- **Exercise objective**
Begin with the line containing "out the fluorescent" and copy every line after it to the end of the entries, exactly, leaving out the lines before it.
== Data for processing
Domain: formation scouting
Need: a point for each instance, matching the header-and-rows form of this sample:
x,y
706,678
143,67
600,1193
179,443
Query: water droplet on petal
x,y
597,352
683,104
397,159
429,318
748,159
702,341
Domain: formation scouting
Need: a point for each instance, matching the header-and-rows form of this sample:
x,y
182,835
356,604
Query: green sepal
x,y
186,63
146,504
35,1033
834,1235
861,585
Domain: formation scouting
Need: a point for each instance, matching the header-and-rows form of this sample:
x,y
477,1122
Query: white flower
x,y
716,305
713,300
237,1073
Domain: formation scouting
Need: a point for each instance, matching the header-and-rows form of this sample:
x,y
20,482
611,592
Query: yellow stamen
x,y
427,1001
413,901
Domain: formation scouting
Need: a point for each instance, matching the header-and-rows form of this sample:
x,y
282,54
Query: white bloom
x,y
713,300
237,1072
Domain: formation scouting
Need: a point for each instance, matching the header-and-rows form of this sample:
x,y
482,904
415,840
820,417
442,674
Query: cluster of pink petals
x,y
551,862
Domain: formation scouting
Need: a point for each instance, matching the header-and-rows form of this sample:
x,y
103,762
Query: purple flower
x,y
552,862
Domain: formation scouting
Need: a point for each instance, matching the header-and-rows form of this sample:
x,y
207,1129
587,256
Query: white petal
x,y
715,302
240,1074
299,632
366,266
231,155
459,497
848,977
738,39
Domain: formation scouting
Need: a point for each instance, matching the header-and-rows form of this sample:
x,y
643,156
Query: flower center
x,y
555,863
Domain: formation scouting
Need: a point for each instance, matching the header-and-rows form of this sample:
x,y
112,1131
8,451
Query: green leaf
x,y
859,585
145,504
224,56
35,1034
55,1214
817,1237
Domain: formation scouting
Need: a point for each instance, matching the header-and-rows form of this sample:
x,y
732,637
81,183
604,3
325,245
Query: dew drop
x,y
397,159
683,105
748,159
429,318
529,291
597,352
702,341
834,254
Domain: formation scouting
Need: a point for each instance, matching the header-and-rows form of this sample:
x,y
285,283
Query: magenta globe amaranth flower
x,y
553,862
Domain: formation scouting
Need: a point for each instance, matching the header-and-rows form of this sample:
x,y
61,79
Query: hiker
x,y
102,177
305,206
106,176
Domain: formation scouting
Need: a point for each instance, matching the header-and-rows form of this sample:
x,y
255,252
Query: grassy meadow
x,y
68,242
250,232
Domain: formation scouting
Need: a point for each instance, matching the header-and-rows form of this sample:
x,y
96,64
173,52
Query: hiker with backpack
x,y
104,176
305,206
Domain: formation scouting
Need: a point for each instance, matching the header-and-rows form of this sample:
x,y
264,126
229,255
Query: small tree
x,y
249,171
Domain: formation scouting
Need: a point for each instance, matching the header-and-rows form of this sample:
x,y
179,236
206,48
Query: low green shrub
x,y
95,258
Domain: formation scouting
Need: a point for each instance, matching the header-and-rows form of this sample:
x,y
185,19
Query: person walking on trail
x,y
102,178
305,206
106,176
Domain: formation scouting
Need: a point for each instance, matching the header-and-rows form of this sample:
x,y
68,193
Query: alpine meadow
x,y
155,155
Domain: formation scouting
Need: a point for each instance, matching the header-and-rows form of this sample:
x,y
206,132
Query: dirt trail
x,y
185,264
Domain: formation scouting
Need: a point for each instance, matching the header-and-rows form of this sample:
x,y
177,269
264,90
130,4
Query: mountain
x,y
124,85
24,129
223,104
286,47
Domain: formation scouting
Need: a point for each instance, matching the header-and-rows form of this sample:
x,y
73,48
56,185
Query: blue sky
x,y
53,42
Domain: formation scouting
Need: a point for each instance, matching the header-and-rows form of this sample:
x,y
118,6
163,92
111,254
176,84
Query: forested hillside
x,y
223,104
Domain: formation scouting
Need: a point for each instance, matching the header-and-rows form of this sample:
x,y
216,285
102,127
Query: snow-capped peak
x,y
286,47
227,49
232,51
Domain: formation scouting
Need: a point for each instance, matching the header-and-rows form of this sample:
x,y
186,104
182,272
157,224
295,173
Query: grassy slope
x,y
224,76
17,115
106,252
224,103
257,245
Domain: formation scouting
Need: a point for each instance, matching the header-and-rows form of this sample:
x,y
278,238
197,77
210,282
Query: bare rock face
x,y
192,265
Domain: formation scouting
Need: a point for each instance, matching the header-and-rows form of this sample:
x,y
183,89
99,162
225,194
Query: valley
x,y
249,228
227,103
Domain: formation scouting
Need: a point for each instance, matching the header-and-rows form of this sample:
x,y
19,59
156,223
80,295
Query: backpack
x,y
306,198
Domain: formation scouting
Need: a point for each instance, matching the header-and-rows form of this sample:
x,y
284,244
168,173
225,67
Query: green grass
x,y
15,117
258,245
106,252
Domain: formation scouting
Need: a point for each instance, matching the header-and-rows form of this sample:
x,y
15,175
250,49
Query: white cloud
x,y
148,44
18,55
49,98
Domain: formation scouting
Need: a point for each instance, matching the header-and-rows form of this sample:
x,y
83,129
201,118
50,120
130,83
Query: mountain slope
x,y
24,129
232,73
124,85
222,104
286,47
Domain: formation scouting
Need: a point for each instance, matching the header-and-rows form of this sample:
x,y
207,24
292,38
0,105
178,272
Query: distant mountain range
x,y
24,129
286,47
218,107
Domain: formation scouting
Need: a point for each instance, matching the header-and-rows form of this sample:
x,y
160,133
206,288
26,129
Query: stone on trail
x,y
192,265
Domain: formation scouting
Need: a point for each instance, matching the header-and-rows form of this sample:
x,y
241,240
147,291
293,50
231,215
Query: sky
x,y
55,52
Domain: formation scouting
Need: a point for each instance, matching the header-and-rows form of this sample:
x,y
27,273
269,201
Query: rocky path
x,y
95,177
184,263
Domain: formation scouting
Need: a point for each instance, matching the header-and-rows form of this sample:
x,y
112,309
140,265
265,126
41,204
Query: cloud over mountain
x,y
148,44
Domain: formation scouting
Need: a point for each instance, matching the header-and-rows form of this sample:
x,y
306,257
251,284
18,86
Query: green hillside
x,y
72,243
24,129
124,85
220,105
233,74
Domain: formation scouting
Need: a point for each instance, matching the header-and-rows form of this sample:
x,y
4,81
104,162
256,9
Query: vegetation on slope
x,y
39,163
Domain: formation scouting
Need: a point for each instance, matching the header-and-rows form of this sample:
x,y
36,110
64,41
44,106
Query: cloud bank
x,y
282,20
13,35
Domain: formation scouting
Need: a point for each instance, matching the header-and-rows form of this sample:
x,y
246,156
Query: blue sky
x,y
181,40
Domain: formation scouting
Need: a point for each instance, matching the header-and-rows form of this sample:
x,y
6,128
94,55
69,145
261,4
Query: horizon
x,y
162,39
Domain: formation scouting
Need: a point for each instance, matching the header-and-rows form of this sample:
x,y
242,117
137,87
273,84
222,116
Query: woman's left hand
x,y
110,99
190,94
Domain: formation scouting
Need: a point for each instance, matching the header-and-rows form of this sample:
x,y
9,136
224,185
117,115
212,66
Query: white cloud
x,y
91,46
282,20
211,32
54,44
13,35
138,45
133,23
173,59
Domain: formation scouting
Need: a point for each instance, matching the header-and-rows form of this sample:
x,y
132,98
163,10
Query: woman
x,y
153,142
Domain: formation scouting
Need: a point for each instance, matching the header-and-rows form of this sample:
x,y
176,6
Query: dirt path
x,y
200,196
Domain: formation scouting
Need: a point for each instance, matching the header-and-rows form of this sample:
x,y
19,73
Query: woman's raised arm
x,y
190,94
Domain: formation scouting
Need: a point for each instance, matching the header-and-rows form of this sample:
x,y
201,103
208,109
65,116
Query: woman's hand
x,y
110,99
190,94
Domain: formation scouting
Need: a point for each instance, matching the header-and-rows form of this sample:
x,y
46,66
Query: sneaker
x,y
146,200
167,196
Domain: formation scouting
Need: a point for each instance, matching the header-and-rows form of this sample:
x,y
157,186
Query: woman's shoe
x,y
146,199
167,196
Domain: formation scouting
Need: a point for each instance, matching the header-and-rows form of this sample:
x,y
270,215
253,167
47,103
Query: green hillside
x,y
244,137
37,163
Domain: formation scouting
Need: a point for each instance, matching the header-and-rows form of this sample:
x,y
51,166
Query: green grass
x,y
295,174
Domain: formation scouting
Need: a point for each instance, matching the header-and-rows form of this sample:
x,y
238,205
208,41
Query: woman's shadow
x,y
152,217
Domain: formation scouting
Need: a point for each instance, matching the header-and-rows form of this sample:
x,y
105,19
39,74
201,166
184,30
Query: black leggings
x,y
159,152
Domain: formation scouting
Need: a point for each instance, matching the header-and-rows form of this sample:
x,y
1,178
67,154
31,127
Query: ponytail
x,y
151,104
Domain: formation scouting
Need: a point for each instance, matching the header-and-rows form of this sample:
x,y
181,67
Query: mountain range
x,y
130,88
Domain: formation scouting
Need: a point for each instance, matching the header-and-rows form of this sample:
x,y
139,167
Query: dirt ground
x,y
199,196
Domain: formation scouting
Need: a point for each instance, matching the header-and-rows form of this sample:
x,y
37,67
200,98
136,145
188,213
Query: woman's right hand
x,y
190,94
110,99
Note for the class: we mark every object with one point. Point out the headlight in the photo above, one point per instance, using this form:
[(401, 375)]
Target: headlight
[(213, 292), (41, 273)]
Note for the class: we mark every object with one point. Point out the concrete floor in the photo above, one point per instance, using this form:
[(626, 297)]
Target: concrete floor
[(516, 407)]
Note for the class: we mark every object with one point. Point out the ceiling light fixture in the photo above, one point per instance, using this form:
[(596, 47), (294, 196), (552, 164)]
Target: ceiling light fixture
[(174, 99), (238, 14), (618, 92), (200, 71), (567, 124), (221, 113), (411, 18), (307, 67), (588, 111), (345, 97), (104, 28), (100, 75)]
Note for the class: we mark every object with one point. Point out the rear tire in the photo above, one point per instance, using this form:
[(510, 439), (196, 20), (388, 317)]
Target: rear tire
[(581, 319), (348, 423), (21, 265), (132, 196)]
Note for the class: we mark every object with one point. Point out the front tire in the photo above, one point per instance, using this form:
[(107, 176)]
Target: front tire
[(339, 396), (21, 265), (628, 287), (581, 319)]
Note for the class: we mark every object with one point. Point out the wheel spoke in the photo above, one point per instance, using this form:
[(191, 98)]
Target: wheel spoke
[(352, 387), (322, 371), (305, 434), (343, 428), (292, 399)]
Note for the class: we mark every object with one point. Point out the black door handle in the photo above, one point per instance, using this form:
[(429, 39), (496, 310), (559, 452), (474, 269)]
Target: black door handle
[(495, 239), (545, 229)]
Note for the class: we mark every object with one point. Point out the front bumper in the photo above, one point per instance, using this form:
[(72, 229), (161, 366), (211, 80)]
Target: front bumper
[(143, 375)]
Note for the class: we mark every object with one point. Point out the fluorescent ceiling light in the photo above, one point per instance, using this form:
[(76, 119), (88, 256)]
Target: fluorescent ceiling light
====
- **Written reply**
Note for the class: we mark every object with one point. Point out the fluorescent ceiling light in the photo above, one point per instance, using this form:
[(76, 119), (88, 256)]
Target: fluorescent ceiling light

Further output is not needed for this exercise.